+++ Records supplied
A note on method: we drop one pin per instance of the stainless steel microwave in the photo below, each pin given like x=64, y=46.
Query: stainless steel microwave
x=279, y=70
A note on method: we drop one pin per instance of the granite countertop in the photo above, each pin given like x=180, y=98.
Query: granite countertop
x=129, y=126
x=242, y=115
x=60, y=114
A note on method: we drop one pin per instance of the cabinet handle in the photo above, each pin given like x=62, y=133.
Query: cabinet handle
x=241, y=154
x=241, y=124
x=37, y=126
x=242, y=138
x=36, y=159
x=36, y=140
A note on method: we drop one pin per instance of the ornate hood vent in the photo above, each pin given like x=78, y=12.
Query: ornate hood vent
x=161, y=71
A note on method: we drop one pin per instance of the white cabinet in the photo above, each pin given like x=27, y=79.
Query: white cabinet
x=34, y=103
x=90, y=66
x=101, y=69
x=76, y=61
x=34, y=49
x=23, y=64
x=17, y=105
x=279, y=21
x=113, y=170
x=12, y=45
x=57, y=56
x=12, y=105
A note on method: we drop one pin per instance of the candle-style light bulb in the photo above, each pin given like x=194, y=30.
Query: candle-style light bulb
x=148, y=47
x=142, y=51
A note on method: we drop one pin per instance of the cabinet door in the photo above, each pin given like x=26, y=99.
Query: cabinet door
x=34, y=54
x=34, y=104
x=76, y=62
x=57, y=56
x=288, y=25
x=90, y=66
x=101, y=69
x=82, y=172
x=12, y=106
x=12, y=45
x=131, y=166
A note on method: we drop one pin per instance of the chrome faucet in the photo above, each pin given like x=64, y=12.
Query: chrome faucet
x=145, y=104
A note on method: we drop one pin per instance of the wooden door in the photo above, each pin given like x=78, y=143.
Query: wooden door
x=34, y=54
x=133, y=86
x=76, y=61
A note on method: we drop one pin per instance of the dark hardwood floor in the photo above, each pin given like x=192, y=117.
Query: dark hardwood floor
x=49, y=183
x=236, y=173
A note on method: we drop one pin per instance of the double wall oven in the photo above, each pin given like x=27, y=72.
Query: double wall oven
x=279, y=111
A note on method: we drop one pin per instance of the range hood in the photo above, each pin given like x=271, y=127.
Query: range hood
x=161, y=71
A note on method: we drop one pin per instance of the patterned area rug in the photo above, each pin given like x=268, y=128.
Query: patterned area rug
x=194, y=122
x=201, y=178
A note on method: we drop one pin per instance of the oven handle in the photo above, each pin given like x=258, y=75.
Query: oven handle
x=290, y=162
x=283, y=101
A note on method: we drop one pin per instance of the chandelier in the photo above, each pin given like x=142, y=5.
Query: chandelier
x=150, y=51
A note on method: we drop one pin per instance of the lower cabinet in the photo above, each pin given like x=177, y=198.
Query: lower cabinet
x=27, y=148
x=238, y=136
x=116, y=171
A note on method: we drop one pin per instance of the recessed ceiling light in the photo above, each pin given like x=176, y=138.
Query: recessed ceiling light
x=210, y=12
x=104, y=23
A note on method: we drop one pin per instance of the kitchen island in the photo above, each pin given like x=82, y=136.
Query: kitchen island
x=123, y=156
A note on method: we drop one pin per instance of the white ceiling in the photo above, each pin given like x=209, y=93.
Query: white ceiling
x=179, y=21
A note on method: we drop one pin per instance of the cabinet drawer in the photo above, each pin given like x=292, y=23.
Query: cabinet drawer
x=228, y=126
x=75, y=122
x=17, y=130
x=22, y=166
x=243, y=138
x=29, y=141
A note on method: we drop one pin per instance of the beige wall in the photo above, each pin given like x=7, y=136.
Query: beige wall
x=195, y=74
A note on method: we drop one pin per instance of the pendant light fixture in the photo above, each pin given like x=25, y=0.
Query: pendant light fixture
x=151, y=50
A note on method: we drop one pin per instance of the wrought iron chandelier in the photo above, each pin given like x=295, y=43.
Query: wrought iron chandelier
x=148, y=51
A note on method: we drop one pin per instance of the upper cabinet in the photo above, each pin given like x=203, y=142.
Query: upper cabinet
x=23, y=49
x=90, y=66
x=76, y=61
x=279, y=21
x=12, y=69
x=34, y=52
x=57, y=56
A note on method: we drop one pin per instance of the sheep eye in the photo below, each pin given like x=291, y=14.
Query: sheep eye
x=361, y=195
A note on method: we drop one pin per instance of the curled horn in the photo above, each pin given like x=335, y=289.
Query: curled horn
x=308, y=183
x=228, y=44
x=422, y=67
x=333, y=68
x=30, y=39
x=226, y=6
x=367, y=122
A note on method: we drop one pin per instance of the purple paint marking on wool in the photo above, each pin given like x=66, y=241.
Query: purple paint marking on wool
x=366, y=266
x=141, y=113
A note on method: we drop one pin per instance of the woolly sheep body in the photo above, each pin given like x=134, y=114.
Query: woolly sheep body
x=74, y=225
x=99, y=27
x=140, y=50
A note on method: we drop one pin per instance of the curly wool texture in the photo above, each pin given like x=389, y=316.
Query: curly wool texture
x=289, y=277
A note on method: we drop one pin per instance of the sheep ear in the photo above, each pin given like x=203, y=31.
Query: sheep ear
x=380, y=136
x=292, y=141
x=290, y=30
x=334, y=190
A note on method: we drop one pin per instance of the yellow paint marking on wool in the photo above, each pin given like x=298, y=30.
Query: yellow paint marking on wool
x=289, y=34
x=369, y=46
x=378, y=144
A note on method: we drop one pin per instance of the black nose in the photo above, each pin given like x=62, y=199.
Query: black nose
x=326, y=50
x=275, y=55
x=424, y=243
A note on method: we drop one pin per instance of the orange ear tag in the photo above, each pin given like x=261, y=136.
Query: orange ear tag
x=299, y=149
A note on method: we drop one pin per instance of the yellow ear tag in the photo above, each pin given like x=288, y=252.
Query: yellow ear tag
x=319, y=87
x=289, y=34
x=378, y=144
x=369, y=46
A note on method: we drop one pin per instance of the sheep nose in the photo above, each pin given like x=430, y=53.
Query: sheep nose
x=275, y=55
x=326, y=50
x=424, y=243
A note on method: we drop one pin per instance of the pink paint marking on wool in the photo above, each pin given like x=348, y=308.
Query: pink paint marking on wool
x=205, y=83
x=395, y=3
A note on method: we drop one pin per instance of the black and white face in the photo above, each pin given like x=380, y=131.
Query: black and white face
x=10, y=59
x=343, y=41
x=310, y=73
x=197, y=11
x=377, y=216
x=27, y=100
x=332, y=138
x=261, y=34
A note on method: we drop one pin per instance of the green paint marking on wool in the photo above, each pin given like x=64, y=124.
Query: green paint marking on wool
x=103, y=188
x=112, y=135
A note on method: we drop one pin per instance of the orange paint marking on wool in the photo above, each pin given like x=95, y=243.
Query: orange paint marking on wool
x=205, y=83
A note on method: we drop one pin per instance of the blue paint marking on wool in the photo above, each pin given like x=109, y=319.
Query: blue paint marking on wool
++++++
▸ Your goal:
The required answer is the run of lines above, starting at the line with "Query: candle-style light bulb" and ending at the line with "like x=176, y=138.", reproduced exactly with both ends.

▸ Written solution:
Query: candle-style light bulb
x=148, y=47
x=142, y=51
A note on method: we drop one pin per instance of the cabinet door in the photo above, each pin given like x=26, y=99.
Query: cabinet door
x=34, y=54
x=34, y=104
x=76, y=62
x=57, y=56
x=288, y=25
x=90, y=66
x=101, y=69
x=82, y=172
x=12, y=106
x=12, y=45
x=131, y=166
A note on method: we drop one pin per instance of the chrome faucet in the photo above, each pin given like x=64, y=12.
Query: chrome faucet
x=145, y=104
A note on method: we drop one pin per instance of the wooden door in the photo above, each pin given like x=78, y=143.
Query: wooden door
x=34, y=54
x=133, y=86
x=76, y=61
A note on method: we drop one pin per instance of the dark hardwood floor in the photo above, each pin given like x=192, y=117.
Query: dark hardwood floor
x=49, y=183
x=236, y=173
A note on method: we drop one pin per instance of the double wall oven in the photo above, each pin given like x=27, y=72.
Query: double wall oven
x=279, y=111
A note on method: we drop one pin per instance of the range hood in the photo above, each pin given like x=271, y=127.
Query: range hood
x=161, y=71
A note on method: we drop one pin per instance of the patterned area rug in the photo above, each pin given like x=268, y=128.
Query: patterned area rug
x=194, y=122
x=201, y=178
A note on method: we drop one pin per instance of the oven handle in the photo above, each pin given like x=258, y=75.
Query: oven handle
x=290, y=162
x=283, y=101
A note on method: we drop one pin per instance of the chandelier in the photo above, each pin given like x=142, y=5.
Query: chandelier
x=150, y=51
A note on method: we drop one pin per instance of the lower cabinet in the photo above, each pin given like x=177, y=198.
Query: lower cabinet
x=27, y=148
x=238, y=136
x=116, y=171
A note on method: we drop one pin per instance of the recessed ceiling light in the photo above, each pin given like x=176, y=138.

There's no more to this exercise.